▶ What this exercise asks
A: From the author list of the abstract on adebrelimab for hepatocellular carcinoma, below, name every author whose surname is Zhao.
B: Reproduce the passage of the abstract on adebrelimab for hepatocellular carcinoma, below, from "Chenchen Zhao, Dongmei" up to and including "with unresectable HCC.".

▶ Study text
Adebrelimab plus interventional and targeted therapy for unresectable hepatocellular carcinoma: A single-arm, real-world study.
Chenchen Zhao, Dongmei Quan, Jiye Song, Wei Wu, Yunfei Gao, Rui Zhao, Xueru Zhao, Tingting Guo, Di Sun, Peng Zhang, Wei Wang, Yidi Liu, Lin Sun, Fang Yang,107
Background:
Systemic therapy with immune checkpoint inhibitors (ICIs) and targeted agents, in combination with interventional therapy, has become a standard treatment strategy for advanced hepatocellular carcinoma (HCC). However, clinical evidence for PD-L1 inhibitor–based combination regimens in HCC remains limited, particularly in real-world settings. This study reports preliminary real-world outcomes of adebrelimab (a PD-L1 inhibitor) combined with targeted therapy and interventional treatment in patients with unresectable HCC.

▶ Provided records
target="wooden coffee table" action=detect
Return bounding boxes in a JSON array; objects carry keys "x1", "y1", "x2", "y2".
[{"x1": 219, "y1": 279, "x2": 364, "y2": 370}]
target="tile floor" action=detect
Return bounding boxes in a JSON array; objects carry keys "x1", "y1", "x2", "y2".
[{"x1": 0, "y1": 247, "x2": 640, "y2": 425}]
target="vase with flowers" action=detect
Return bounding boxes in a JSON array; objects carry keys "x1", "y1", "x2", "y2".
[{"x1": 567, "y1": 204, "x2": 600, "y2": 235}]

▶ Answers to the problems
A: Chenchen Zhao, Rui Zhao, Xueru Zhao

B:
Chenchen Zhao, Dongmei Quan, Jiye Song, Wei Wu, Yunfei Gao, Rui Zhao, Xueru Zhao, Tingting Guo, Di Sun, Peng Zhang, Wei Wang, Yidi Liu, Lin Sun, Fang Yang,107
Background:
Systemic therapy with immune checkpoint inhibitors (ICIs) and targeted agents, in combination with interventional therapy, has become a standard treatment strategy for advanced hepatocellular carcinoma (HCC). However, clinical evidence for PD-L1 inhibitor–based combination regimens in HCC remains limited, particularly in real-world settings. This study reports preliminary real-world outcomes of adebrelimab (a PD-L1 inhibitor) combined with targeted therapy and interventional treatment in patients with unresectable HCC.